▶ _WORK ORDER 1_:
Please copy the blog post below word for word, from "I’ve also been" to "fun with science.".
▶ _WORK ORDER 2_:
In the blog post below, how many kids come to the science days each Saturday morning?

▶ _QUOTED PASSAGE_:
I’m back to regularly posting on my blog, especially now that I have disabled my Facebook profile for good. I’ve checked Facebook every day for nine years since I created an account as a college freshman at the University of Washington, and it is really time that this habit dies.

(But I am possibly replacing one internet addiction with another: follow me on Twitter at @mcadams_l!)

Since my last post, I have been continuing work with the UNESCO Amman office. I am very lucky that my boss, Claude, has been giving me progressively more responsibility, and this past month I have organized an official donation ceremony, drafted up a contract, processed more than my fair share of payment requests, waded through current project budgets, and what I’m most proud of: writing up a concept note and then a project proposal for a scholarship program for Syrian refugee and vulnerable Jordanian undergraduate students. Whether or not the project will actually be approved and go through is quite uncertain at this point; however, it was an excellent learning experience and a lot of fun to be creative and design my own program. I even got to meet with the Jordanian Minister of Higher Education in the process. I’ve been collecting information from 5 or 6 prospective Syrian scholarship recipients every day at the front door (it has all been due to word-of-mouth) so  I hope I can soon post good news announcing that the project will move forward.

The internship at UNESCO also allows for a lot of flexibility in my work: just this week I tagged along with project managers from Questscope to observe more Non-formal education centers, this time in Ghor al Safi, a town in the Jordan Valley, Umm Sayhoun, a village neighboring Petra, and around Amman. Each center is quite unique, with their own strengths and areas for improvement, which I’ve been able to understand somewhat more after speaking with facilitators, students, and administrators.

I’ve also been designing hands-on science days for Syrian refugee kids in Amman with my friend Hamza’s organization, the Scientific Cultural Society. Every Saturday morning we host 25 – 30 kids and have fun with science.

Kids are challenged to build "earthquake"-proof marshmallow towers.

At this station, kids are challenged to build “earthquake”-proof marshmallow towers.

Next week is the Islamic holiday of sacrifice, the Eid al Kebir, or Eid al Adha. I really enjoyed celebrating this holiday in Morocco in 2010. You can read about how the Eid is celebrated there from two past blog posts. (We sacrificed a calf!) I asked Hamza how his family planned to celebrate Eid: were they going to buy a sheep and, as the oldest male in the household, was he going to be the one responsible for actually doing the sacrifice? He laughed in my face: his family will buy meat from the butcher, he’ll receive envelopes of cash from his grandparents, and he’ll visit family. Hamza’s family may not be sacrificing an animal themselves, but there are pens of sheep all throughout the outskirts of the city waiting to be taken home, so somebody in this city is doing some sacrificing.

This year I’ll get to celebrate with my sister. She gets some time off molding minds in Kuwait and will be coming to Amman for a week, so I’ll show her around the city, we’ll float in the Dead Sea, and perhaps road trip it down to Petra. I can’t wait to have her here.

▶ _DATASET CONTENT_:
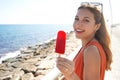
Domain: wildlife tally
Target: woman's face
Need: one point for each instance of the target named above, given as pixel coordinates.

▶ _TASK RESPONSE 1_:
I’ve also been designing hands-on science days for Syrian refugee kids in Amman with my friend Hamza’s organization, the Scientific Cultural Society. Every Saturday morning we host 25 – 30 kids and have fun with science.

▶ _TASK RESPONSE 2_:
25 to 30 kids.